Activity: Copy exactly the lines that run from the line containing "Query: loader headlight" to the end of the material below, both ends included.

▬▬▬

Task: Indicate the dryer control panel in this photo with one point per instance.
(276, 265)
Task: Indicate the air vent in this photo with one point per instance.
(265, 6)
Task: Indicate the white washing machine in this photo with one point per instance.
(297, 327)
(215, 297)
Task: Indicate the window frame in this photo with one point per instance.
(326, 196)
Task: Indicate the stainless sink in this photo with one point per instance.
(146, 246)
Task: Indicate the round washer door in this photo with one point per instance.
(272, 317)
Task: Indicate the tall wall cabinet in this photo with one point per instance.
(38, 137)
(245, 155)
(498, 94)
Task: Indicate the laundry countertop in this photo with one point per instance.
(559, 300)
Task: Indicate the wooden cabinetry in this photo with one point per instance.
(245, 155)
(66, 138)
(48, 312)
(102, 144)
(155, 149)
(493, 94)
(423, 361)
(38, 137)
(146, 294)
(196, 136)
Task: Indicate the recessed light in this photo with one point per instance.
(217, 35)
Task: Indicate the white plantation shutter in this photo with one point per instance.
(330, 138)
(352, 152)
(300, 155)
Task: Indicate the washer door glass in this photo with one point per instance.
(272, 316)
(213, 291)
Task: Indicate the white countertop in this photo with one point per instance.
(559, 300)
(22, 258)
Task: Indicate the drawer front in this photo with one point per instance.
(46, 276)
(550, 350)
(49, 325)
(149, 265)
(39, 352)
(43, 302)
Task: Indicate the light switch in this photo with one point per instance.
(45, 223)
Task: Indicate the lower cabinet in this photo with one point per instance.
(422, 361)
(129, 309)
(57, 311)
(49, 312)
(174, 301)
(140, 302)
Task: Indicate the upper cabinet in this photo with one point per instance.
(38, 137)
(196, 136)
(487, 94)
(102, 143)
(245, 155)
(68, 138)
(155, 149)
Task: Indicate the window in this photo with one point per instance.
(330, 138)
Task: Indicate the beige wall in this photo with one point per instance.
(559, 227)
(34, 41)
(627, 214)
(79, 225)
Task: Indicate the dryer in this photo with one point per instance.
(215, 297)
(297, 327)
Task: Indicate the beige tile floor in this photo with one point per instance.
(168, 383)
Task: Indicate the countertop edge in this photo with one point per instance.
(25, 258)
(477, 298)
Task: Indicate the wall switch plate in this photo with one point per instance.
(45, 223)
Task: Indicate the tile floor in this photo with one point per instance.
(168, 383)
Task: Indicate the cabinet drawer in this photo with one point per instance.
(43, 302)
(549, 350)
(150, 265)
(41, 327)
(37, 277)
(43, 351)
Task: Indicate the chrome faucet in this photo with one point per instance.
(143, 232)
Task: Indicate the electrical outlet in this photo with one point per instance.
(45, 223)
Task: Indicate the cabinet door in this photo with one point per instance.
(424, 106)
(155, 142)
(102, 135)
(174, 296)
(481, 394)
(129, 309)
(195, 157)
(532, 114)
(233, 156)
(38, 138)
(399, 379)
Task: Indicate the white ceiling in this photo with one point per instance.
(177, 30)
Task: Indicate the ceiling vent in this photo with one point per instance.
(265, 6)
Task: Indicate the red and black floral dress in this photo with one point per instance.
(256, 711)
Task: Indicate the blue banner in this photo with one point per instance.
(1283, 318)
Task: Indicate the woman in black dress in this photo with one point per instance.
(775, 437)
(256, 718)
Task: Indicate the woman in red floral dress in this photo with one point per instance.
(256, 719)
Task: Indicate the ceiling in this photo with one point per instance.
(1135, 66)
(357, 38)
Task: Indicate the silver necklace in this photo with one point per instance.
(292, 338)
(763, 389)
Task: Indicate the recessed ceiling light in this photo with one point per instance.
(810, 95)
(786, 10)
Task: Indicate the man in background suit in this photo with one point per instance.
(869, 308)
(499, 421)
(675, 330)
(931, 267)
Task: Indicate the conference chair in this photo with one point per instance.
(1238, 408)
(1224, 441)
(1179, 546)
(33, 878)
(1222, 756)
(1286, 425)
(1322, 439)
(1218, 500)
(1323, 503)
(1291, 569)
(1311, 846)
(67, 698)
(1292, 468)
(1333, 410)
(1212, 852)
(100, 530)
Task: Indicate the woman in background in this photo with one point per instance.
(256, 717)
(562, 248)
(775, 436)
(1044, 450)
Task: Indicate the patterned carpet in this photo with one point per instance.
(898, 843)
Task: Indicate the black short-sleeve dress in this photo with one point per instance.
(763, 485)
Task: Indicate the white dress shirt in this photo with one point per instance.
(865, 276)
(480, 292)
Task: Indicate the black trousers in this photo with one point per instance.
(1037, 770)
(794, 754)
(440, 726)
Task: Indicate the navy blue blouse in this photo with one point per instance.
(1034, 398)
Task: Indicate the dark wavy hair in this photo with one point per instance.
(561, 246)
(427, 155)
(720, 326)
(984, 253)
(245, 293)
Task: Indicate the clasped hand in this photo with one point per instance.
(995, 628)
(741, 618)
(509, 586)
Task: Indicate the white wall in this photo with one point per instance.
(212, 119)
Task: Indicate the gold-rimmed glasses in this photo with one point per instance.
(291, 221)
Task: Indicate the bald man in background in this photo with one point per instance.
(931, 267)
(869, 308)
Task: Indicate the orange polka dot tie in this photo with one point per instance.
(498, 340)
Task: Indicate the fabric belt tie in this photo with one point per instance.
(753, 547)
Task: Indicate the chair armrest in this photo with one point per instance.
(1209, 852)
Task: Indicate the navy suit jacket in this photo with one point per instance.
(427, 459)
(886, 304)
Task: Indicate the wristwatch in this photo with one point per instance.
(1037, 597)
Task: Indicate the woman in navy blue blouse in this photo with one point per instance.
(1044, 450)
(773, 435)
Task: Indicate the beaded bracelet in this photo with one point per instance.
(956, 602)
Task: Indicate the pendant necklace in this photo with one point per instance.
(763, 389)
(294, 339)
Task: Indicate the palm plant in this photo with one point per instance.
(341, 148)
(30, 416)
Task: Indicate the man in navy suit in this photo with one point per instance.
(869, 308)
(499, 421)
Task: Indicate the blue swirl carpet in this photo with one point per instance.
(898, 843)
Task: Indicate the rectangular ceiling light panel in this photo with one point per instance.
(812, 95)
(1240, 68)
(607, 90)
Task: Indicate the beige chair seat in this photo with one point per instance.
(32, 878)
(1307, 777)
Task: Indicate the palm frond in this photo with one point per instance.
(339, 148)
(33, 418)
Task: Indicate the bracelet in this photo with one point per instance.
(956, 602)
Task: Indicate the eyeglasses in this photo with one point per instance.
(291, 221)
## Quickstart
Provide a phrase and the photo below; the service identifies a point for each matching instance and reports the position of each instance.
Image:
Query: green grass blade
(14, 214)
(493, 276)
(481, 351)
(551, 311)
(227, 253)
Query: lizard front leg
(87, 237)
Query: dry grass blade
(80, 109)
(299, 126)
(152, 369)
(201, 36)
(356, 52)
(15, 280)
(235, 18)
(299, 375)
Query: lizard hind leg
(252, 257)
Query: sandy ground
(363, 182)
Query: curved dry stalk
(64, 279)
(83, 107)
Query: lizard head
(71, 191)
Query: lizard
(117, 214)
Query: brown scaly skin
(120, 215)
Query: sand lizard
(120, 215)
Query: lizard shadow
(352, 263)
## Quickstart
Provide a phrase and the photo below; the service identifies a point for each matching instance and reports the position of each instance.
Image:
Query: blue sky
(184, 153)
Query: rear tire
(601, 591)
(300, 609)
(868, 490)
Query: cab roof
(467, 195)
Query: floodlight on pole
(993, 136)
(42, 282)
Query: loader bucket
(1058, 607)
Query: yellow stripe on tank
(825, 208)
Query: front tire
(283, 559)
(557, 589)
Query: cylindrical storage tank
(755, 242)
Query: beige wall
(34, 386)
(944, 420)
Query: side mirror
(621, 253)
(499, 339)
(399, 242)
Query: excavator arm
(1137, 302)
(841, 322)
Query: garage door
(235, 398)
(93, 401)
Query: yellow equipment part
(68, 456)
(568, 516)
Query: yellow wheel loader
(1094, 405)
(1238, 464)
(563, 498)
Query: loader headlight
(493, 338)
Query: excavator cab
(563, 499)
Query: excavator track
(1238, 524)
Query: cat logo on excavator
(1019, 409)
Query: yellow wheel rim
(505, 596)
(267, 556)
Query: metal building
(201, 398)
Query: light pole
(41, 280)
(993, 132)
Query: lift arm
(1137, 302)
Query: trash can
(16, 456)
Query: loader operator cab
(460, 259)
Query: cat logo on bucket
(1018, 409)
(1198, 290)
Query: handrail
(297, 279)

▬▬▬

Response box:
Query: loader headlight
(493, 338)
Query: excavator cab
(563, 499)
Query: excavator track
(1238, 524)
Query: cat logo on excavator
(1019, 409)
Query: yellow wheel rim
(505, 596)
(267, 556)
Query: metal building
(201, 398)
Query: light pole
(41, 280)
(993, 132)
Query: lift arm
(1137, 302)
Query: trash can
(16, 456)
Query: loader operator cab
(460, 259)
Query: cat logo on bucket
(1018, 409)
(1198, 290)
Query: handrail
(297, 279)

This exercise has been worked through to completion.